▸ **WRITTEN REQUEST A**
According to the guest opinion, what is the paperback price of the book it reviews?
▸ **WRITTEN REQUEST B**
Copy out the guest opinion word for word, starting at "By Carroll Ann" and ending at "of the above?".

GUEST OPINION: The suffering of animals GUEST OPINION: The suffering of animals (December 15, 2004)

By Carroll Ann Hodges

"Dominion: The Power of Man, the Suffering of Animals, and the Call to Mercy" -- Matthew Scully, St. Martins, paperback, $14.95. Available at Kepler's.

Ever wonder how an animal becomes dinner? How meat can be so cheap, costing little more today than 40 years ago in today's dollars, and far, far less in constant dollars?

Is your vision of farm animals one of bucolic serenity with contented cows on the range, suckling pigs lolling about in straw and mud, chickens strutting about in barn yards cackling and laying eggs in nests? Or any variation of the above?

Well think again -- and read this powerful expose of factory farming in this country wherein live sentient innocent creatures that have become nothing more than production units, crammed into tiny spaces between bars, with no room to lie down or even give birth, never to feel the sun or see the sky.

▸ **DATASET ROWS**
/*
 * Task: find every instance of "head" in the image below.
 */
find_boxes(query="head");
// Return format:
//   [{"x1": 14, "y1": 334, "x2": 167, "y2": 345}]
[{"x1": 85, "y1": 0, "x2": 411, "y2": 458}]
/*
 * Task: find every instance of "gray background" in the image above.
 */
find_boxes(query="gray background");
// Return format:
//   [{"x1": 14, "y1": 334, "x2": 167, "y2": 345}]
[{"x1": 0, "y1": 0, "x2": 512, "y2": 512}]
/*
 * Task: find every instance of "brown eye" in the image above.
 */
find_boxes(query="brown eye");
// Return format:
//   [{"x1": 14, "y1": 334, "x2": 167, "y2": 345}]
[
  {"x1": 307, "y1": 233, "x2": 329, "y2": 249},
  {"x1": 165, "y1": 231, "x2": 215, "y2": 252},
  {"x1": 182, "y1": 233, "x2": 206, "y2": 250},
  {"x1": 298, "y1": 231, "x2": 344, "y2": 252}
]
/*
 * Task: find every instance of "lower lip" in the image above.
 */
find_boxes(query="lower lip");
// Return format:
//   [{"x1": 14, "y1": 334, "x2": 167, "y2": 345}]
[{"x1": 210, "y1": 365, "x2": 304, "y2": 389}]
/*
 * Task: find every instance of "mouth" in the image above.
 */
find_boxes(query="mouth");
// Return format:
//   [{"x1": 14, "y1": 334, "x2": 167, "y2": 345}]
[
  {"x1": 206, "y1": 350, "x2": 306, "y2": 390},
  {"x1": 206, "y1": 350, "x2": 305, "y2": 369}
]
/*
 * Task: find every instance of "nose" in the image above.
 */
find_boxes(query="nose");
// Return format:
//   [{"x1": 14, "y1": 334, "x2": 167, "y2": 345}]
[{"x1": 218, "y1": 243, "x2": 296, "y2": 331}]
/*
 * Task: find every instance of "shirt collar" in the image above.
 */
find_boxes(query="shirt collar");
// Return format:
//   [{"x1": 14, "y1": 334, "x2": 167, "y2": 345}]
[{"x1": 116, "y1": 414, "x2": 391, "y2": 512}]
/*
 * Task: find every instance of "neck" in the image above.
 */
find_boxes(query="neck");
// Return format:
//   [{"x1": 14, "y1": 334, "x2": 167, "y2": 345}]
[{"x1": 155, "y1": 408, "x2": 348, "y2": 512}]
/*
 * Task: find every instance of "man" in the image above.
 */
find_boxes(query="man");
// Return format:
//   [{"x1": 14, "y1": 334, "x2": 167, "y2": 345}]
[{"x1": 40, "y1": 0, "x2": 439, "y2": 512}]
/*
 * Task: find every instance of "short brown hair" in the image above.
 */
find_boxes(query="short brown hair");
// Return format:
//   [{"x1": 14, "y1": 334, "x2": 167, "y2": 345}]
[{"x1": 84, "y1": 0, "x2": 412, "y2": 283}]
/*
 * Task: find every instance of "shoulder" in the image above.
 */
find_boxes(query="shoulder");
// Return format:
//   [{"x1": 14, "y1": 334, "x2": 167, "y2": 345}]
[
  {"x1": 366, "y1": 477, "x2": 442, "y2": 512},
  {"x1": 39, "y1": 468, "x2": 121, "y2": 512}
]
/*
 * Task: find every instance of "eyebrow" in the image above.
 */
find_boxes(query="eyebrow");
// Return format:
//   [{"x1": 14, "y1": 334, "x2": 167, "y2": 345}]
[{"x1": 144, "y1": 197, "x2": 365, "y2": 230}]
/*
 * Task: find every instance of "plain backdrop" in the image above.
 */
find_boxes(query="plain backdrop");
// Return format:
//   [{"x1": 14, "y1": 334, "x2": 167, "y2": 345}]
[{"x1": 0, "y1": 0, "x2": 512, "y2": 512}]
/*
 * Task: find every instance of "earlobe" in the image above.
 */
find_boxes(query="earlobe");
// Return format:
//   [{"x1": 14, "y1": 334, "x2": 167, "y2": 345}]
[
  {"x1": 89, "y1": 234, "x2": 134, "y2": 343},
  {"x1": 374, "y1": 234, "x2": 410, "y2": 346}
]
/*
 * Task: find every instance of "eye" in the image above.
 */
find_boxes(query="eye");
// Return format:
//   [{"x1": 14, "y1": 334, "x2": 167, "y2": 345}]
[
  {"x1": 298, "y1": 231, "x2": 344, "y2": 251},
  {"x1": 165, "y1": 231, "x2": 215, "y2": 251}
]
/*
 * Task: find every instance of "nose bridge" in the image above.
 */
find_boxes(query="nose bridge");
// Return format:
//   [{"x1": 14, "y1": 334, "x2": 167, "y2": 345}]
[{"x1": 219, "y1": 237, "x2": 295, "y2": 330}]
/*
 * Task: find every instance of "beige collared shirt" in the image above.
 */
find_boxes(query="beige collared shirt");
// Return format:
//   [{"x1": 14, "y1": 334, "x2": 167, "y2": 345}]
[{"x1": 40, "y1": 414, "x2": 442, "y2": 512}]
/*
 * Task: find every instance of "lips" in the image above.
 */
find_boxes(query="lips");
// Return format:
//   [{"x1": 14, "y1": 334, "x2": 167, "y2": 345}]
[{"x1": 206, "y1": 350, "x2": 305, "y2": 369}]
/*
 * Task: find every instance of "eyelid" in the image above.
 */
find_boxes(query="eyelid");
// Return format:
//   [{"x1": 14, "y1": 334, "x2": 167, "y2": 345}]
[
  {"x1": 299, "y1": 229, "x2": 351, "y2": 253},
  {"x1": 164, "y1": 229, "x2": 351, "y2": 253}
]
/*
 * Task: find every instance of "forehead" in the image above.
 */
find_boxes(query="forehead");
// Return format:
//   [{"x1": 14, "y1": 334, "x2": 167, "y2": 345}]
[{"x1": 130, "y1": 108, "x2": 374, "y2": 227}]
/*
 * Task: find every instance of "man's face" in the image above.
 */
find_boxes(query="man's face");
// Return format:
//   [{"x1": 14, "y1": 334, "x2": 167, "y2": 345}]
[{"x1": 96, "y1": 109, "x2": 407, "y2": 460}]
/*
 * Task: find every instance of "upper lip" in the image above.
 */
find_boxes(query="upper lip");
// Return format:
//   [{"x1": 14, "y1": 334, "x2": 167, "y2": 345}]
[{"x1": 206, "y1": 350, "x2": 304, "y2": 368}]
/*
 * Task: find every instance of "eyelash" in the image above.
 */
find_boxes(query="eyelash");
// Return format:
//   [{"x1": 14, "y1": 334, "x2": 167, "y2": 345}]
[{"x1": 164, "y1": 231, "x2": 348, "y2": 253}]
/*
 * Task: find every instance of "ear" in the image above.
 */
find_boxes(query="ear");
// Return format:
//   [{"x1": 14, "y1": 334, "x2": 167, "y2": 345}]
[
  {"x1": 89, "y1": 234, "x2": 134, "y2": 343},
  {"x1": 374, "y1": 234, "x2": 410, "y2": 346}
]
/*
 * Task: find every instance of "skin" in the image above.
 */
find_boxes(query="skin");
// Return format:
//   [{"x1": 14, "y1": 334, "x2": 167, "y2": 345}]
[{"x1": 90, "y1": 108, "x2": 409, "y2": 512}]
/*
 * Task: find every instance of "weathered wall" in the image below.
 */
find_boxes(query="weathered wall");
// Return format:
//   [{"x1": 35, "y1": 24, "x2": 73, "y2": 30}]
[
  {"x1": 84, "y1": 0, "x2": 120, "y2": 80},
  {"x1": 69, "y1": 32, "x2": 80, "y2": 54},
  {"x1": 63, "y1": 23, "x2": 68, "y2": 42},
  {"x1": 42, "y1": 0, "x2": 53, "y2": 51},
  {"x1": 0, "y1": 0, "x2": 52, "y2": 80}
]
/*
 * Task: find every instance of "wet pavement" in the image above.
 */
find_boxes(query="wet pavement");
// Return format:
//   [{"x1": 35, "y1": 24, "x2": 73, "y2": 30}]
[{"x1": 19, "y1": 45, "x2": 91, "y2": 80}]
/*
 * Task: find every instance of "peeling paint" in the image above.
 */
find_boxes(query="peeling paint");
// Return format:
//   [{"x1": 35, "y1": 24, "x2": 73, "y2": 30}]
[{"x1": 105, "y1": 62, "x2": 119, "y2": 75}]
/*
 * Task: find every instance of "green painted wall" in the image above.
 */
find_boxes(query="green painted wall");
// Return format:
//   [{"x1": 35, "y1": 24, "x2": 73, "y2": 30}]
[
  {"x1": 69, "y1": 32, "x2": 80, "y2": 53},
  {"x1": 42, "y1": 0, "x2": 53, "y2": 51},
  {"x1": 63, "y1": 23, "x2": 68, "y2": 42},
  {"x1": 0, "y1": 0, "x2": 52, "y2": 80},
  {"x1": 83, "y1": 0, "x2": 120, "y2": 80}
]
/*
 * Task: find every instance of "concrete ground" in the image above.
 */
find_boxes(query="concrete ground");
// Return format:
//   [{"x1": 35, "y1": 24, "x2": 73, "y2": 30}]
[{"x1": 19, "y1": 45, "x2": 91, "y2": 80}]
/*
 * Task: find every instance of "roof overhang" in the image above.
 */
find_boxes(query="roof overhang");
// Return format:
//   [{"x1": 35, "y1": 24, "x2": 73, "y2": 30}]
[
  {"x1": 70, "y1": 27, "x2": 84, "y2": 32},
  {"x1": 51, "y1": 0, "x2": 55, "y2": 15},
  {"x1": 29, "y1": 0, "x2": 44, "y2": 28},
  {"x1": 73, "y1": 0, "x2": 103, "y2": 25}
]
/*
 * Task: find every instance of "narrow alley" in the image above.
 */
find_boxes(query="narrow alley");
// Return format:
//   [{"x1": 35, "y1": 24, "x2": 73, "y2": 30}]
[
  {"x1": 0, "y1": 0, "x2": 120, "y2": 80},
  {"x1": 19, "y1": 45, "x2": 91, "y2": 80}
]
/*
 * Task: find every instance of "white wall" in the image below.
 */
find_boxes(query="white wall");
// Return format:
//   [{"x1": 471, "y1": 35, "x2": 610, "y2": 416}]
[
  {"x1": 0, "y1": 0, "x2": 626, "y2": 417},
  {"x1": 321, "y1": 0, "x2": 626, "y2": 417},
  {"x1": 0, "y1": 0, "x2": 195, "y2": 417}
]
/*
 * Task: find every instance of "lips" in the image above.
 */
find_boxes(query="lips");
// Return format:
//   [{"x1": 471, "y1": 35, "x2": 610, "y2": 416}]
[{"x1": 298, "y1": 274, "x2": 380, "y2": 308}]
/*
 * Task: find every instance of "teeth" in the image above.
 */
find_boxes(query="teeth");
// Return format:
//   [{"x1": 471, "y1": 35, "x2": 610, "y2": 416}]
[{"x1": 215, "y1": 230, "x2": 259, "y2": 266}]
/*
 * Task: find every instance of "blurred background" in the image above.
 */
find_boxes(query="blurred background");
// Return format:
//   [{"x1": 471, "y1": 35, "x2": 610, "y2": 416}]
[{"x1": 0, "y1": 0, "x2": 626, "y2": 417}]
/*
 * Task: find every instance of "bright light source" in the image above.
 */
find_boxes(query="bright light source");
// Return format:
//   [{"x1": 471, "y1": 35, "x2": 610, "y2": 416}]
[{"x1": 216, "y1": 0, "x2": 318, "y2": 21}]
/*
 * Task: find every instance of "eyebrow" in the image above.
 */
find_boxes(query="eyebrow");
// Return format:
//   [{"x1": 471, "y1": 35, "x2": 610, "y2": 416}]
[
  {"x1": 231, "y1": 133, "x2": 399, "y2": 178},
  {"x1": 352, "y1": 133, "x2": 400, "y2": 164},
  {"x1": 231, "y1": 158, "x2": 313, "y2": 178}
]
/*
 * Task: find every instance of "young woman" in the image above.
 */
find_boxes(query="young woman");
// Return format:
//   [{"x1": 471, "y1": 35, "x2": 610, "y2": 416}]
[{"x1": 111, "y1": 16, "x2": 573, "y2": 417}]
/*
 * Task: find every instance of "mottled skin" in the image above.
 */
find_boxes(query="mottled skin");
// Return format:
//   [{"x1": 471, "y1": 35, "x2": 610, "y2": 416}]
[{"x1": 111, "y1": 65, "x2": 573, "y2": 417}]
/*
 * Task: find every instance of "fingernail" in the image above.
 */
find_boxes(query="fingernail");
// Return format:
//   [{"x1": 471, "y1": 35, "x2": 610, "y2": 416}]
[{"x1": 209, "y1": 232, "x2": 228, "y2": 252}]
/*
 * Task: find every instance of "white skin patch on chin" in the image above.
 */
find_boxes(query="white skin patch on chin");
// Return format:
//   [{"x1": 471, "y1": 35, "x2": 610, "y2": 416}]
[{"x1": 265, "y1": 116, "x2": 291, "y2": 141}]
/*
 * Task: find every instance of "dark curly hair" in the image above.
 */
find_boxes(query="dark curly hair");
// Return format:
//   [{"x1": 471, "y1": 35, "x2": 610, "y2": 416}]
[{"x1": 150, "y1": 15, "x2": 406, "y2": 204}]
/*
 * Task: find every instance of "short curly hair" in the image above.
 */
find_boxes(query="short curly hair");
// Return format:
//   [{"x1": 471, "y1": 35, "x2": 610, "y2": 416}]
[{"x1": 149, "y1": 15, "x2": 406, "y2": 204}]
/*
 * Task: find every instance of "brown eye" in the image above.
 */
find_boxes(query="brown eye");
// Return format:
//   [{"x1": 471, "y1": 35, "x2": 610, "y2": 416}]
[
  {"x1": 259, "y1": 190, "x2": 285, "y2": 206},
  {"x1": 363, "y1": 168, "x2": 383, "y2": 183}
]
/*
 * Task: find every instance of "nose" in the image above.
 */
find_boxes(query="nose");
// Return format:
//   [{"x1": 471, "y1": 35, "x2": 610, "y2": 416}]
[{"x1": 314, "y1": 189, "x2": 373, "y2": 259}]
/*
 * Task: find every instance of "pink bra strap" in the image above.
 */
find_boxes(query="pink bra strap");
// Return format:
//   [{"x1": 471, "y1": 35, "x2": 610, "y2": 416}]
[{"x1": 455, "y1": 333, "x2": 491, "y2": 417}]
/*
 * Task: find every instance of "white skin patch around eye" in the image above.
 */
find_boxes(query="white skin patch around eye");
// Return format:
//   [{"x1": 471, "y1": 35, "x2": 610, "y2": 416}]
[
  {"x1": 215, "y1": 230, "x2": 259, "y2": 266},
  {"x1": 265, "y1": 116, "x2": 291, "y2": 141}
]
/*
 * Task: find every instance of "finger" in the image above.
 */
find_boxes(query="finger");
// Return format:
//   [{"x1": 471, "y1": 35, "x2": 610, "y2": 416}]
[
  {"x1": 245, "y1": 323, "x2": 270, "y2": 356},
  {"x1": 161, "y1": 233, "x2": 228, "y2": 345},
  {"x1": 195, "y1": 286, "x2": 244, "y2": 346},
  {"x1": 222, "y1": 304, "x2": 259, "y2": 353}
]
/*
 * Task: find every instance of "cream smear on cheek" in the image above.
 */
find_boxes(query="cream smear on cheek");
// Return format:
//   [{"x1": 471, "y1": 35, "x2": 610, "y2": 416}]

▸ **COMPLETE ANSWER A**
$14.95

▸ **COMPLETE ANSWER B**
By Carroll Ann Hodges

"Dominion: The Power of Man, the Suffering of Animals, and the Call to Mercy" -- Matthew Scully, St. Martins, paperback, $14.95. Available at Kepler's.

Ever wonder how an animal becomes dinner? How meat can be so cheap, costing little more today than 40 years ago in today's dollars, and far, far less in constant dollars?

Is your vision of farm animals one of bucolic serenity with contented cows on the range, suckling pigs lolling about in straw and mud, chickens strutting about in barn yards cackling and laying eggs in nests? Or any variation of the above?